- _Exercise requirements_:
Copy out all the records exactly.

(Records from a data collection)
──────────────────────────────

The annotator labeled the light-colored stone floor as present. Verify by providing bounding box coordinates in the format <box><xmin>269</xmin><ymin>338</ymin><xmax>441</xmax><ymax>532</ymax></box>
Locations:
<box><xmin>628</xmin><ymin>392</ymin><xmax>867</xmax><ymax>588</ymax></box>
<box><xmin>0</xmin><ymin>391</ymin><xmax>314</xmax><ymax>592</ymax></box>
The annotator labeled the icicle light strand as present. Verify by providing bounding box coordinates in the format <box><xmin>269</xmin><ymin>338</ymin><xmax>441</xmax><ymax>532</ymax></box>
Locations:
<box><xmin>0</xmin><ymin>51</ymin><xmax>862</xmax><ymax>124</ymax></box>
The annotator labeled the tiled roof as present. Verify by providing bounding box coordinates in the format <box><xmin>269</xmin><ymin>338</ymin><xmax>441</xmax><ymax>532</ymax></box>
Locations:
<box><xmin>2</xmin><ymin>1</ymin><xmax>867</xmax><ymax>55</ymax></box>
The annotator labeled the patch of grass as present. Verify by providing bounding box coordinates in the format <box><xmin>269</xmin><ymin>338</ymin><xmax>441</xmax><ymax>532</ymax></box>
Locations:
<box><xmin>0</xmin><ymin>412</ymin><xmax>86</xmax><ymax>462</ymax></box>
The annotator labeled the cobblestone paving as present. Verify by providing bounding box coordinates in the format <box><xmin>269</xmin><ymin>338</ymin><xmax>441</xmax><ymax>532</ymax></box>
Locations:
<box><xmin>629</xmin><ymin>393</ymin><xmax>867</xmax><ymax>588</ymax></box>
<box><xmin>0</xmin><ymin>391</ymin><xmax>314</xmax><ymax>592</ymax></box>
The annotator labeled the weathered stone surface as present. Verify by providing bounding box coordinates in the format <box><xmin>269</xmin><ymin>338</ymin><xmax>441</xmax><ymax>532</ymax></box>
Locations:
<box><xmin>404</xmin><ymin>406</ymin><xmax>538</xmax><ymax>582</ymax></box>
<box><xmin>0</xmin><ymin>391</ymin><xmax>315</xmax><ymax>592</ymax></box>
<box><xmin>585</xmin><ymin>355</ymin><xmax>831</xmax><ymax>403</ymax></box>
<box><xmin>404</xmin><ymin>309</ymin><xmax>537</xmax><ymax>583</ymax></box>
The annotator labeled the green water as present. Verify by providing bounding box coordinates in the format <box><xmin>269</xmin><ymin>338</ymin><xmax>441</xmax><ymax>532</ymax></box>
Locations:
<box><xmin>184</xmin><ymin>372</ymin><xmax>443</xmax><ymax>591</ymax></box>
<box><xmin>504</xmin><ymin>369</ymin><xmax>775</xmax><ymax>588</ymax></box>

──────────────────────────────

- _Answer to this exercise_:
The annotator labeled the light-colored stone floor as present. Verify by providing bounding box coordinates in the format <box><xmin>269</xmin><ymin>338</ymin><xmax>441</xmax><ymax>532</ymax></box>
Locations:
<box><xmin>628</xmin><ymin>392</ymin><xmax>867</xmax><ymax>588</ymax></box>
<box><xmin>0</xmin><ymin>391</ymin><xmax>314</xmax><ymax>592</ymax></box>
The annotator labeled the icicle light strand as present. Verify by providing bounding box coordinates in the format <box><xmin>269</xmin><ymin>338</ymin><xmax>441</xmax><ymax>532</ymax></box>
Locations:
<box><xmin>0</xmin><ymin>51</ymin><xmax>862</xmax><ymax>124</ymax></box>
The annotator labeled the tiled roof as present. Verify by providing bounding box coordinates in the format <box><xmin>269</xmin><ymin>338</ymin><xmax>441</xmax><ymax>532</ymax></box>
Locations:
<box><xmin>2</xmin><ymin>1</ymin><xmax>867</xmax><ymax>55</ymax></box>
The annotator labeled the patch of grass as present. Verify by providing bounding box coordinates in the format <box><xmin>269</xmin><ymin>338</ymin><xmax>441</xmax><ymax>532</ymax></box>
Locations:
<box><xmin>0</xmin><ymin>412</ymin><xmax>86</xmax><ymax>462</ymax></box>
The annotator labeled the cobblestone paving as present. Verify by providing bounding box coordinates in the format <box><xmin>269</xmin><ymin>338</ymin><xmax>441</xmax><ymax>532</ymax></box>
Locations:
<box><xmin>629</xmin><ymin>393</ymin><xmax>867</xmax><ymax>588</ymax></box>
<box><xmin>0</xmin><ymin>391</ymin><xmax>314</xmax><ymax>592</ymax></box>
The annotator labeled the weathered stone surface as present. Verify by providing bounding box coordinates in the format <box><xmin>269</xmin><ymin>338</ymin><xmax>441</xmax><ymax>532</ymax></box>
Locations:
<box><xmin>404</xmin><ymin>406</ymin><xmax>538</xmax><ymax>582</ymax></box>
<box><xmin>0</xmin><ymin>391</ymin><xmax>315</xmax><ymax>592</ymax></box>
<box><xmin>585</xmin><ymin>355</ymin><xmax>831</xmax><ymax>403</ymax></box>
<box><xmin>404</xmin><ymin>309</ymin><xmax>537</xmax><ymax>583</ymax></box>
The annotator labeled the green water as present. Verify by providing bounding box coordinates in the format <box><xmin>269</xmin><ymin>338</ymin><xmax>441</xmax><ymax>532</ymax></box>
Locations:
<box><xmin>184</xmin><ymin>372</ymin><xmax>443</xmax><ymax>591</ymax></box>
<box><xmin>504</xmin><ymin>369</ymin><xmax>775</xmax><ymax>588</ymax></box>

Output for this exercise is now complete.